_WHAT IS EXPECTED:_ Copy every line of the data exactly, leaving nothing out.

_ENTRIES PROVIDED:_
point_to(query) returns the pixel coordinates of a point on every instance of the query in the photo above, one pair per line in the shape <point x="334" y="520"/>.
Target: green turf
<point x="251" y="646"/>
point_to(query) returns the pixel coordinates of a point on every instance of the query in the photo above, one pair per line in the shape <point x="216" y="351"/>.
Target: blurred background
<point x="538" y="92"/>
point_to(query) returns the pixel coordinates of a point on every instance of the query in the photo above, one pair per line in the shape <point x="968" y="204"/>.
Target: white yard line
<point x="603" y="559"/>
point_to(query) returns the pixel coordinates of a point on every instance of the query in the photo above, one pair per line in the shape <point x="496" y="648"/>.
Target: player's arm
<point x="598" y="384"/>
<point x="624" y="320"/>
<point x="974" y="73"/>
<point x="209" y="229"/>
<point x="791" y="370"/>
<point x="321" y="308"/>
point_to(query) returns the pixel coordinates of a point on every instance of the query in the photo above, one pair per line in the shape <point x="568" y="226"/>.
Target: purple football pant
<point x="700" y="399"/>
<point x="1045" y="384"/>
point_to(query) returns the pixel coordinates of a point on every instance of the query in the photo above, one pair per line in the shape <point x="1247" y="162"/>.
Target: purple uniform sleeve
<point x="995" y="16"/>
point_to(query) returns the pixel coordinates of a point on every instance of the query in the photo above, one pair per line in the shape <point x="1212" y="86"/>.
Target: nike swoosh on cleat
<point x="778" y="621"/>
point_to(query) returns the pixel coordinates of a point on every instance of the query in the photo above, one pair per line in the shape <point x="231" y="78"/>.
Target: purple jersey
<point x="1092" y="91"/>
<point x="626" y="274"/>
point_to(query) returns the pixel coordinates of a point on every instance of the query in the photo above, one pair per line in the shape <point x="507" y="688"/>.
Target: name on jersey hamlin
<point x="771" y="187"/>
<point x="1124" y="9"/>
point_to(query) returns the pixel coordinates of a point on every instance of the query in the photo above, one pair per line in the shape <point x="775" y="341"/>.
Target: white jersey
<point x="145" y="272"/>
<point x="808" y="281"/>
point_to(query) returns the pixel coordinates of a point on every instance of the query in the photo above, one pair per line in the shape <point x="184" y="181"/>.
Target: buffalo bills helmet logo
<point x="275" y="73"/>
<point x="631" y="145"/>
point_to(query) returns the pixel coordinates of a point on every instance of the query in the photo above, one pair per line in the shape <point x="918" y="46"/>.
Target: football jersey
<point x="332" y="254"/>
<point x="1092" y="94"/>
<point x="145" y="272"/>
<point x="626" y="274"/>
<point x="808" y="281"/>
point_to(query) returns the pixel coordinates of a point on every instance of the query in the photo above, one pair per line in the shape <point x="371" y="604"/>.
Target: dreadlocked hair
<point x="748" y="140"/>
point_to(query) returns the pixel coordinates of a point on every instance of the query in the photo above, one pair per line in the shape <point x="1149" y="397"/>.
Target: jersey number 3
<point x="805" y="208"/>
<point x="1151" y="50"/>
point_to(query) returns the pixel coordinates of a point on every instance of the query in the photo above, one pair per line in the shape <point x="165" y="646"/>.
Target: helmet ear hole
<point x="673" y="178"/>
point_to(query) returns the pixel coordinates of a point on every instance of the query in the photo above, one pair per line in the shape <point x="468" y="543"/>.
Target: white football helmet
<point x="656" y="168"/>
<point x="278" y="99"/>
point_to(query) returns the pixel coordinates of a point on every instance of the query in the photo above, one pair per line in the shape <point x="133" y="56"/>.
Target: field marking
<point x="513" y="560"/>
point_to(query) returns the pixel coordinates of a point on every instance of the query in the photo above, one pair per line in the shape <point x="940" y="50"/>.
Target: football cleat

_RESULT OF THE TASK:_
point_to(query) returns the pixel coordinates of a point on every instance of the query in the photo above, one pair per line in the shape <point x="334" y="520"/>.
Target: green turf
<point x="251" y="646"/>
point_to(query) returns the pixel coordinates of a point on every instance of the query in the photo above, one pair per line in the shape <point x="216" y="351"/>.
Target: blurred background
<point x="538" y="92"/>
point_to(query) returns the pixel coordinates of a point on every instance of the query in the photo above, one pair per line in the shape <point x="968" y="204"/>.
Target: white yard line
<point x="603" y="559"/>
point_to(query) returns the pixel coordinates of a point on every instance of the query in the photo above, one pair per line in the shape <point x="496" y="648"/>.
Target: player's arm
<point x="598" y="384"/>
<point x="624" y="320"/>
<point x="974" y="73"/>
<point x="209" y="229"/>
<point x="791" y="370"/>
<point x="321" y="308"/>
point_to(query) returns the pixel coordinates of a point on every instance of the query in the photo above, one pair per line in the shape <point x="568" y="226"/>.
Target: purple football pant
<point x="700" y="399"/>
<point x="1045" y="384"/>
point_to(query) returns the pixel coordinates of a point on every instance of the query in the photo above, one pair per line in the shape <point x="1247" y="162"/>.
Target: purple uniform sleeve
<point x="995" y="16"/>
point_to(query) returns the pixel coordinates of a point on every instance of the query in the photo above, one pair per line in the shape <point x="1212" y="86"/>.
Target: nike swoosh on cleat
<point x="778" y="621"/>
point_to(query) returns the pixel coordinates of a point on every instance of the query in the photo above, one pair per line in the shape <point x="231" y="78"/>.
Target: purple jersey
<point x="1092" y="91"/>
<point x="626" y="274"/>
point_to(query) returns the pixel coordinates of a point on every instance of the query in the photo above, one pair per line in the shape <point x="507" y="688"/>.
Target: name on jersey hamlin
<point x="771" y="187"/>
<point x="1124" y="9"/>
point_to(query) returns the pixel coordinates of a point on every instance of the query in the photo above, one pair per line in the shape <point x="775" y="341"/>.
Target: white jersey
<point x="145" y="272"/>
<point x="808" y="281"/>
point_to(query) returns the pixel coordinates of a point on every instance of the query in the photo above, one pair per line in the shape <point x="184" y="181"/>.
Target: buffalo bills helmet logo
<point x="275" y="73"/>
<point x="631" y="145"/>
point_to(query) returns the pixel coordinates of a point on every instance of the query in the photo above, one pair per line in the shape <point x="918" y="46"/>.
Target: football jersey
<point x="332" y="254"/>
<point x="1092" y="94"/>
<point x="145" y="272"/>
<point x="626" y="274"/>
<point x="808" y="281"/>
point_to(query) returns the pixel coordinates of a point on every instance of the query in the photo above, one pair per line in the shape <point x="371" y="604"/>.
Target: dreadlocked hair
<point x="748" y="140"/>
point_to(query) returns the pixel coordinates of a point on every instance of the query in the photo above, one pair per line in the shape <point x="1149" y="397"/>.
Target: jersey number 3
<point x="805" y="208"/>
<point x="1151" y="50"/>
point_to(query) returns the pixel coordinates of a point on every instance of the query in the photo above, one pair per line in the shape <point x="165" y="646"/>.
Target: helmet ear hole
<point x="673" y="178"/>
point_to(query) returns the pixel coordinates of a point on every instance of the query in the photo above, one pair per line in the shape <point x="468" y="543"/>.
Target: white football helmet
<point x="656" y="168"/>
<point x="278" y="99"/>
point_to(query) returns the pixel coordinates of a point on every instance of the query in the photo above, one pair per line in the shape <point x="133" y="56"/>.
Target: field marking
<point x="513" y="560"/>
point_to(query) returns the pixel coordinates of a point on every instance of the query in the photo above, one pair per line in the shape <point x="940" y="50"/>.
Target: football cleat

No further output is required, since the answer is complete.